BEGIN EXERCISE PASSAGE

Vanguard Active Fixed Income Perspectives is our quarterly in-depth commentary. It offers a sector-by-sector analysis and a summary of how those views affect the Vanguard active bond funds.
Investors ratcheted credit spreads even tighter over the three months ended June 30, 2021. Interest rates pulled back from recent highs and bond returns were positive, but some bond market yields reached near-historic lows.
We are watching for signs of sustained inflation, such as higher wages and a faster velocity of money. But demographics, technology, and a flexible Federal Reserve should ultimately keep inflation, and interest rates, under control.
We have lightened up on credit risk, collected excess return where we could, and otherwise stored proverbial dry powder. Broad-based opportunities targeting specific sectors, business models, or credit quality have largely dissipated. Outperformance for now will likely come from security selection.
Where do we go from here?
For many advisors and market professionals, the question remains, Where do we go from here? There have been enormous sums of money stacked up in the short end of the yield curve as many investors have been positioned to avoid the negative price impact of a large move higher in interest rates. Others have gone searching for yield in more obscure assets. We see neither of these, in the extreme, as the solution to a difficult market. Instead we prefer to be patiently opportunistic using a diversified set of strategies to add value.
Bond prices rose in the second quarter as the Federal Reserve turned more hawkish. Investors reasoned that the Fed would keep inflation reined in, putting downward pressure on yields. Credit responded well and spreads continued to narrow. While inflation remains a significant risk, it is hard to envision a scenario in which it runs unchecked by the Fed.
Value in duration
Bond yields continue to be persistently low and credit spreads are at or near historically tight levels. Nonetheless, there are fundamental reasons for current bond prices, and the market has factored in a reasonable path for rates.
Future returns may be more muted than in decades past, but in the near term, fixed income should generate positive returns with support from an improving global economy, accommodative fiscal and monetary policy, and favorable supply and demand. There is value in owning some duration exposure. As of June 30, the U.S. Treasury yield curve was steeper than it was a year prior, offering some term premium in higher-quality fixed income sectors. Our team takes some solace in that as we await better circumstances.
Taxable fixed income sector returns
Rates and inflation
A hawkish turn
The Federal Open Market Committee (FOMC) surprised the market in June, when it reacted more hawkishly to incoming data. This effectively took the scenario of an inflation overshoot off the table. The market reacted accordingly by pricing rate hikes sooner and reduced term and inflation premia in the long end of the curve. In response, the yield curve flattened as the yield on the 10-year Treasury dove below 1.3% in early July.
In addition, strong technical factors came into play that exacerbated the move lower in yields. Low summer supply was outstripped by bond-buying at the longer end of the yield curve by banks and international investors.
Rising rates over time
We view rates as relatively range-bound in the near term, with some room to move gradually higher as the economy continues to recover and the Federal Reserve tapers purchases. Internationally, developed markets’ central banks are facing similar price pressures. In Europe, inflation is expected to fall back well below central bank targets likely keeping the European Central Bank’s monetary policy accommodative for an extended period.

END EXERCISE PASSAGE
BEGIN PROVIDED MATERIAL

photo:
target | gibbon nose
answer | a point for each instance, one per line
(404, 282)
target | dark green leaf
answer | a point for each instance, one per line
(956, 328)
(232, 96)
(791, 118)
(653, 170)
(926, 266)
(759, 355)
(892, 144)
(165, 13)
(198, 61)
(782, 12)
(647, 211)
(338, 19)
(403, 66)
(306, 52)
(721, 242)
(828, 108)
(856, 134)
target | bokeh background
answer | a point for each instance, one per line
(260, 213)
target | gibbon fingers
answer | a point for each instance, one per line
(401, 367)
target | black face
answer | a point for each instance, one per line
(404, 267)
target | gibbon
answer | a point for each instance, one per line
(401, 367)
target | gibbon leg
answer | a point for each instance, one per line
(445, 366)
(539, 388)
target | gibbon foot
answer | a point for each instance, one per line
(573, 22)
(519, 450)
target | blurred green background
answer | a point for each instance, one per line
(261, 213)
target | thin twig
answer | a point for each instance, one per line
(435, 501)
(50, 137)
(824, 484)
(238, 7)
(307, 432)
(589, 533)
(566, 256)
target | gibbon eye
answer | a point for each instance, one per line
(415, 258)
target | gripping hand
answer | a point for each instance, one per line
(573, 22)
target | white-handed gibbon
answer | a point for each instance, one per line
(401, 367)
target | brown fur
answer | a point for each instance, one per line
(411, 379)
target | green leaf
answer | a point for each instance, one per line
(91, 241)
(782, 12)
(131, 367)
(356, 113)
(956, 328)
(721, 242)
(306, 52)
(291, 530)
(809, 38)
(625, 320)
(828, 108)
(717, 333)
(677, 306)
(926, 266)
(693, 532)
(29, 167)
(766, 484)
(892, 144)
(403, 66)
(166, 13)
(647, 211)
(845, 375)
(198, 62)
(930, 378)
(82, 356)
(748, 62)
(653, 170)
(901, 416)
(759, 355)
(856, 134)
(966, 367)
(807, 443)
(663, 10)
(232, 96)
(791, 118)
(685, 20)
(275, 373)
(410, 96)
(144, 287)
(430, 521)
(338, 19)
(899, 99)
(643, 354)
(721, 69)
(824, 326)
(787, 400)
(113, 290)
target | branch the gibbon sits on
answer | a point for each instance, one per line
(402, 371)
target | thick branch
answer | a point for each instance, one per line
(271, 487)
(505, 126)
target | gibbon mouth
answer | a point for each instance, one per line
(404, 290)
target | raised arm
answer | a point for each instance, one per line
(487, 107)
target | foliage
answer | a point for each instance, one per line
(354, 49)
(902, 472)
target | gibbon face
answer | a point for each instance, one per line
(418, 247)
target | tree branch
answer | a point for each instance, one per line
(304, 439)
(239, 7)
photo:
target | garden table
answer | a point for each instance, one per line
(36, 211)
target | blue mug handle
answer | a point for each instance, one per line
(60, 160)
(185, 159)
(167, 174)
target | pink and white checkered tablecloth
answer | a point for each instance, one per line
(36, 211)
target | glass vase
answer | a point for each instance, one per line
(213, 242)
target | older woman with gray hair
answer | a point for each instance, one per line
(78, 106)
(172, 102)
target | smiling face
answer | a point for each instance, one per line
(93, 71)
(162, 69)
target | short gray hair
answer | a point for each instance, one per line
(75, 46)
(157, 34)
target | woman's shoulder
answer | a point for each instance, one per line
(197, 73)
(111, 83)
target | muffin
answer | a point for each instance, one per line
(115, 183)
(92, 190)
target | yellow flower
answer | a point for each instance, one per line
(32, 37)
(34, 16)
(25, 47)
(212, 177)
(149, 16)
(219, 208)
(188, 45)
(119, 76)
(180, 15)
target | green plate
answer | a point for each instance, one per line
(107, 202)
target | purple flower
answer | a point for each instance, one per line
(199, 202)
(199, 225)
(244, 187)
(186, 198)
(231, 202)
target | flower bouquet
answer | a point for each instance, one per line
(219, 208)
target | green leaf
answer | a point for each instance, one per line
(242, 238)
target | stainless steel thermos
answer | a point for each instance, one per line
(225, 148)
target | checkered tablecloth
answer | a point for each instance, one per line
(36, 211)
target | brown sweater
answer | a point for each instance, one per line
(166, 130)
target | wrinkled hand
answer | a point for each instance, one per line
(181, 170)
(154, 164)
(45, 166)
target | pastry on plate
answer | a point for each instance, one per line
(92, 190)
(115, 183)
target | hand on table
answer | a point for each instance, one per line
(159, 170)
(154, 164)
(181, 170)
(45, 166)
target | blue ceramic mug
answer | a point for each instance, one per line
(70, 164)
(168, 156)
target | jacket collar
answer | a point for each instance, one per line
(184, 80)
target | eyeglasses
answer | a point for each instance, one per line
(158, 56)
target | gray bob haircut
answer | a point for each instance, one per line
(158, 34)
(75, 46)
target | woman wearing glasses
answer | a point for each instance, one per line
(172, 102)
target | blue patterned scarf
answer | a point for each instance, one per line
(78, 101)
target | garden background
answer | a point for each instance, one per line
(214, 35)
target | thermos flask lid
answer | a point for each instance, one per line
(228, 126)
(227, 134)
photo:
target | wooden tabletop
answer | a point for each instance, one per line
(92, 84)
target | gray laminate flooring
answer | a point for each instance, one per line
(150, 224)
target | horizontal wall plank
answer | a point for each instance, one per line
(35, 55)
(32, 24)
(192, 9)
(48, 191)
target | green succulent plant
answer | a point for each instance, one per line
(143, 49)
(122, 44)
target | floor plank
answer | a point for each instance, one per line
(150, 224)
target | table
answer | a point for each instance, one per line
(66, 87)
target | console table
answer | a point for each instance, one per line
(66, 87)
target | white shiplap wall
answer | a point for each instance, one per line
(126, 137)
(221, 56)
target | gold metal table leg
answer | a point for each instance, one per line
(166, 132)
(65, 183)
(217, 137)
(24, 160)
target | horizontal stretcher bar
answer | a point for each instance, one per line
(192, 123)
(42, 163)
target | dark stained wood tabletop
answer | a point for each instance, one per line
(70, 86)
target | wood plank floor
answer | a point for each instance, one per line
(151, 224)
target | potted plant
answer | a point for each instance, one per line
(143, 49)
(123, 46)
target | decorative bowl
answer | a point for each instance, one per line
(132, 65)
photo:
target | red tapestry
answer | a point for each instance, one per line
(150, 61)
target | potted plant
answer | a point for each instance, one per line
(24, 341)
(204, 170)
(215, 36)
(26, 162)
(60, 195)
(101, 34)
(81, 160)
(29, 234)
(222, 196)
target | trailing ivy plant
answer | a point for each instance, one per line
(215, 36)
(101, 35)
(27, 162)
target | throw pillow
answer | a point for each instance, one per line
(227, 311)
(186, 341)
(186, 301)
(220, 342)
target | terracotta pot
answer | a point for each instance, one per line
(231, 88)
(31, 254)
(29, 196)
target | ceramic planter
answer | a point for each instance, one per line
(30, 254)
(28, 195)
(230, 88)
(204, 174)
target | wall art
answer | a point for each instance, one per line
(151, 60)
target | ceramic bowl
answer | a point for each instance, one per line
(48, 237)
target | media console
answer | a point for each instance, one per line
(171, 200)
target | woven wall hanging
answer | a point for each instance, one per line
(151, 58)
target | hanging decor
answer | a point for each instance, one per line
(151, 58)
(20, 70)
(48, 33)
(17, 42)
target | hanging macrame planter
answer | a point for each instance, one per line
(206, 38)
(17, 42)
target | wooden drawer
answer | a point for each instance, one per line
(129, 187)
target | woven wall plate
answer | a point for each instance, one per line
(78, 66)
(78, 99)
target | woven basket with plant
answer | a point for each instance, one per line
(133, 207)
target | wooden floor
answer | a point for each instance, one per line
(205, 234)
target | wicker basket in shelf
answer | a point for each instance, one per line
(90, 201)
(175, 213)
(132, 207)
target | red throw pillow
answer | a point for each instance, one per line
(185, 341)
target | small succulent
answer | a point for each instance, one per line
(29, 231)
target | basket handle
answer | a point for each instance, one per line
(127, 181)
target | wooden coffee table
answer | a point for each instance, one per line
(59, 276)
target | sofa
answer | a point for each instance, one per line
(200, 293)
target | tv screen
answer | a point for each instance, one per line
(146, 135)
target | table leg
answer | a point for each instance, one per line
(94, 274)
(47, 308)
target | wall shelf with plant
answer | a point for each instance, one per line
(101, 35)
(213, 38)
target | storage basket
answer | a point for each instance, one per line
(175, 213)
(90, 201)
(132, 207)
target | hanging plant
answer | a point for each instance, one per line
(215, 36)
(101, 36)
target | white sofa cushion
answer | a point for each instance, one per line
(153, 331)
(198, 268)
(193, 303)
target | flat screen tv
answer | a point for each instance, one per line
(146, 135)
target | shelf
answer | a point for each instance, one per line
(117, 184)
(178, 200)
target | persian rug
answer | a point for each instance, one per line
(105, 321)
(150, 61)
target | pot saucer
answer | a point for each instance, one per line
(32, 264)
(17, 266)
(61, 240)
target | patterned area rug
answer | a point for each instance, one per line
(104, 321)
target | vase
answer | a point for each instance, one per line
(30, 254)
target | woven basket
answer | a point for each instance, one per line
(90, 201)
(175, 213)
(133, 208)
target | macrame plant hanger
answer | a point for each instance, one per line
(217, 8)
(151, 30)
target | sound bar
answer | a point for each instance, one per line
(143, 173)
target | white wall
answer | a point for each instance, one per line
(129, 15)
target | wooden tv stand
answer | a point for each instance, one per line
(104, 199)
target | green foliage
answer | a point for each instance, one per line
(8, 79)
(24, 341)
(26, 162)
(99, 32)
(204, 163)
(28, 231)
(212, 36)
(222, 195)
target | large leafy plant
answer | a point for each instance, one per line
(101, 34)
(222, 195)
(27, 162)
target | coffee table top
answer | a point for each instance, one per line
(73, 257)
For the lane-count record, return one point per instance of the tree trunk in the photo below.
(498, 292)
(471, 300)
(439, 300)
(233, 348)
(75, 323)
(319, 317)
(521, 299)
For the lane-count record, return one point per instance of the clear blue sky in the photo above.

END PROVIDED MATERIAL

WHAT YOU HAVE TO DO:
According to the bond market commentary, how far did the yield on the 10-year Treasury fall in early July?

REPLY TO THE EXERCISE:
It fell below 1.3%.